#### Records to process
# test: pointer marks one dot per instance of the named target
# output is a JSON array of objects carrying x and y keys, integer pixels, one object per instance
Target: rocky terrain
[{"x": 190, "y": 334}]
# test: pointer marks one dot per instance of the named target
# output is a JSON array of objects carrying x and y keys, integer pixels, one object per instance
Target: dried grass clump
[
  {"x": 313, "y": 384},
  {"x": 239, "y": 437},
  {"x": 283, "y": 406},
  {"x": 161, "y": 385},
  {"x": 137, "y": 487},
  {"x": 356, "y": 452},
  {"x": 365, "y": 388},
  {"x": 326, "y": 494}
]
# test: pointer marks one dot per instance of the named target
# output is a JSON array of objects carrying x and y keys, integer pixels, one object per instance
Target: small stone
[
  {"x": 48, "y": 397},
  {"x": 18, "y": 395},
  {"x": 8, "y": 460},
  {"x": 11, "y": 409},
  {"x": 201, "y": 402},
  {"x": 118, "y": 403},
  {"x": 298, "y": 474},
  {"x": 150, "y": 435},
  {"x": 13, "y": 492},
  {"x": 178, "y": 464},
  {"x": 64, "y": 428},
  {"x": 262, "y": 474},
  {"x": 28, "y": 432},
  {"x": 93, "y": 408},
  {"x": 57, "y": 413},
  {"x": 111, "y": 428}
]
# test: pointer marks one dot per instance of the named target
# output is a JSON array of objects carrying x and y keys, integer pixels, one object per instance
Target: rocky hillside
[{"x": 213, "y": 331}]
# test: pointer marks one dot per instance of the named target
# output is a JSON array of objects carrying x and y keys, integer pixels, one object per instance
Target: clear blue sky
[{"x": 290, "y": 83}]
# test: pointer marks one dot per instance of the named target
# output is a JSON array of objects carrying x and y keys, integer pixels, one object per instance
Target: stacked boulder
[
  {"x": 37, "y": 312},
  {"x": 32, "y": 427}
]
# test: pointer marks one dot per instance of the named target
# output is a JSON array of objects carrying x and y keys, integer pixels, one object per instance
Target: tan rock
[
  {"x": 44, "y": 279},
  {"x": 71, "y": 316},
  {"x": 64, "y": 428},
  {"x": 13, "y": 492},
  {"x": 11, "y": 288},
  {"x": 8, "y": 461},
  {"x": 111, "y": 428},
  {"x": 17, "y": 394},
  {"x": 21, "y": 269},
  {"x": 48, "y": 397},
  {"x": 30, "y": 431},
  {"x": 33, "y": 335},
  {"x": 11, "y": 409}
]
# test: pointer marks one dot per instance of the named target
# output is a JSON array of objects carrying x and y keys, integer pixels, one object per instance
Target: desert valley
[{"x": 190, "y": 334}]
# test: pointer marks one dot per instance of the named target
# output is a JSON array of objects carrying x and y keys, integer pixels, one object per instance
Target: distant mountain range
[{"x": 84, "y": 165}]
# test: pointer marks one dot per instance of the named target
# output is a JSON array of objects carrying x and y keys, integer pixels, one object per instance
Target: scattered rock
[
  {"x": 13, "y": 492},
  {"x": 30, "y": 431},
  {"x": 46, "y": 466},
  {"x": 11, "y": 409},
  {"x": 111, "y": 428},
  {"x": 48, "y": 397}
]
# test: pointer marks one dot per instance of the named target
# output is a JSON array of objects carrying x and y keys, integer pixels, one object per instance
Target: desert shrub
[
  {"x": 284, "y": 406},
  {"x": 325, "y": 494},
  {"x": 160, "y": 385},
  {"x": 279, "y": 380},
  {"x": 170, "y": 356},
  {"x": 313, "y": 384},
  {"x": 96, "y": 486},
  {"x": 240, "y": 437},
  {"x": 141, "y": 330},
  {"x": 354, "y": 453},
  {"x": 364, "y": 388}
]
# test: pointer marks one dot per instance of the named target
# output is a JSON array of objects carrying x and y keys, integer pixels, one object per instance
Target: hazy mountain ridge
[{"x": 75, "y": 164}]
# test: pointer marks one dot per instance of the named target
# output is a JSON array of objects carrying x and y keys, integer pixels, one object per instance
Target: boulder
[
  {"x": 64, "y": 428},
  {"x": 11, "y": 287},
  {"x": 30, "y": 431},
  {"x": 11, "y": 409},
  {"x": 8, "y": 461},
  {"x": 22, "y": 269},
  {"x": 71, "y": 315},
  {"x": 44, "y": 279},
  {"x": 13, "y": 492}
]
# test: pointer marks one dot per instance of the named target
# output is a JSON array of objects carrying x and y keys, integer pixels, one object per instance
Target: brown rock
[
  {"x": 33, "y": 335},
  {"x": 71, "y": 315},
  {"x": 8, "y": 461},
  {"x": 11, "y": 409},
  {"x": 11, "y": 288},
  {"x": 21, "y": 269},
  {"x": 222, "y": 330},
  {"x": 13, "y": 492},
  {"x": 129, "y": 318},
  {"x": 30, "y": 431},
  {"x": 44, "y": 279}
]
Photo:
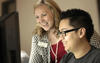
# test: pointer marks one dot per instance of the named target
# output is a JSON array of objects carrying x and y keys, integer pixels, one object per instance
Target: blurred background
[{"x": 27, "y": 21}]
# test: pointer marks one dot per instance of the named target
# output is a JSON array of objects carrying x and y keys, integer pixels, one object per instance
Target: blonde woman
[{"x": 46, "y": 47}]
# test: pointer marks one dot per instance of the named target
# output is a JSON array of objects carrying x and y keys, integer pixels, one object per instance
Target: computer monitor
[{"x": 9, "y": 38}]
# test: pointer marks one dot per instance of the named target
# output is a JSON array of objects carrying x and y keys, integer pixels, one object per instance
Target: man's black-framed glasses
[{"x": 64, "y": 32}]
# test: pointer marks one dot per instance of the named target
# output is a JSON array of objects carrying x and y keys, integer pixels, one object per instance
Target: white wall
[
  {"x": 1, "y": 6},
  {"x": 27, "y": 21}
]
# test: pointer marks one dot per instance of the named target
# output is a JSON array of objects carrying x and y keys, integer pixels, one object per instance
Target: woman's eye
[
  {"x": 44, "y": 14},
  {"x": 36, "y": 17}
]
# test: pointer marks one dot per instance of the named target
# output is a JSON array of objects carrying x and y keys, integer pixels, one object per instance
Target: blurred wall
[{"x": 27, "y": 20}]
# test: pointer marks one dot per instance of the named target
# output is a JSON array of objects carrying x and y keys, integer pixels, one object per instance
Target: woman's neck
[{"x": 52, "y": 36}]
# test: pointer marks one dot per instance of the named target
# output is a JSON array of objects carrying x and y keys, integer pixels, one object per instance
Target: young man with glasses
[{"x": 76, "y": 29}]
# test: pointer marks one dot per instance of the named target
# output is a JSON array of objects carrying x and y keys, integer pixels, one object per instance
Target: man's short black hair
[{"x": 79, "y": 18}]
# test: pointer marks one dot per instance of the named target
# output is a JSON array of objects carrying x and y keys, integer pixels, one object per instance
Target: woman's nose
[{"x": 41, "y": 19}]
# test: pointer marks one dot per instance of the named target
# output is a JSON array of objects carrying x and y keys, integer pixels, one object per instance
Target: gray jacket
[{"x": 40, "y": 54}]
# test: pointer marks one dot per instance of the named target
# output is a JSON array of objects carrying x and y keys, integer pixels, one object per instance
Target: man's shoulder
[{"x": 66, "y": 57}]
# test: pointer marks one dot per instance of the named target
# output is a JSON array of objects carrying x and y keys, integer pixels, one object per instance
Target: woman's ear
[{"x": 82, "y": 32}]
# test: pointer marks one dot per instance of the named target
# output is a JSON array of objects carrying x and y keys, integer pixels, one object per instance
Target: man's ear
[{"x": 82, "y": 32}]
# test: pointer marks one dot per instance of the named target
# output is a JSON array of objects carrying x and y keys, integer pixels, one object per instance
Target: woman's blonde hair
[{"x": 54, "y": 9}]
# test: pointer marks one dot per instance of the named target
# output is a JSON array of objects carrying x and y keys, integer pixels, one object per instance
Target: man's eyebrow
[{"x": 63, "y": 29}]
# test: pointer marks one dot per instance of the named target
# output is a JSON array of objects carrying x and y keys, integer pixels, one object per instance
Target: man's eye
[
  {"x": 36, "y": 17},
  {"x": 44, "y": 14}
]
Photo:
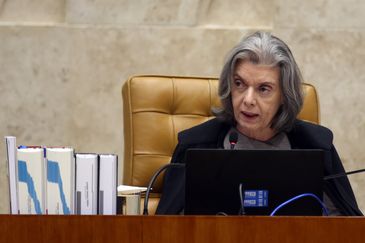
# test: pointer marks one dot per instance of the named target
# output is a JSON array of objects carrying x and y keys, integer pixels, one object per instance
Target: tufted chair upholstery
[{"x": 157, "y": 108}]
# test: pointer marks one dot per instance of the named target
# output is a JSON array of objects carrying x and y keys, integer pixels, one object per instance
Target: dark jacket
[{"x": 303, "y": 135}]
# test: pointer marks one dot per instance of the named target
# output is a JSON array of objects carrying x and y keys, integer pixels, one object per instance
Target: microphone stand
[
  {"x": 152, "y": 181},
  {"x": 342, "y": 174}
]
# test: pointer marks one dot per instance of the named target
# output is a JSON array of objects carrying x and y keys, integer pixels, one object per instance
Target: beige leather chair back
[{"x": 156, "y": 108}]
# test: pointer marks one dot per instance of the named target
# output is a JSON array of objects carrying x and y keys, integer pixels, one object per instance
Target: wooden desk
[{"x": 135, "y": 229}]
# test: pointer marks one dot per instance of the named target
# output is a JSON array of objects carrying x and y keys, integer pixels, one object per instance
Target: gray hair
[{"x": 264, "y": 49}]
########
*Exercise directions*
How many lines of the records contain the string "woman" with matching case? Reply with the number alone.

*Response*
6